▶ [Excerpted data]
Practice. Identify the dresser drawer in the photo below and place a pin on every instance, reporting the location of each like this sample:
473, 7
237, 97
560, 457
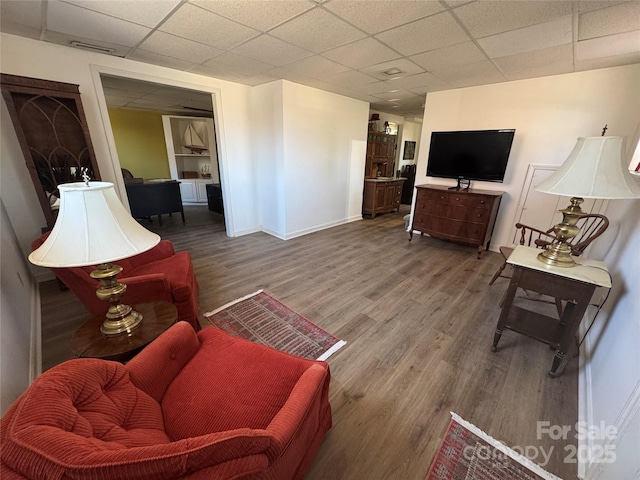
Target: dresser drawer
427, 195
470, 200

▶ [Exercise goal] Convert the rows above into a numbered list, skipping any blank lines and omitting the pictures.

▶ [Answer for this exercise]
1. Practice. Identify the dresser drawer in the photo below and place a pin on every instance, reporting the location of each like this sample:
2. 473, 7
3. 237, 97
4. 560, 457
5. Target: dresser drawer
6. 427, 195
7. 470, 200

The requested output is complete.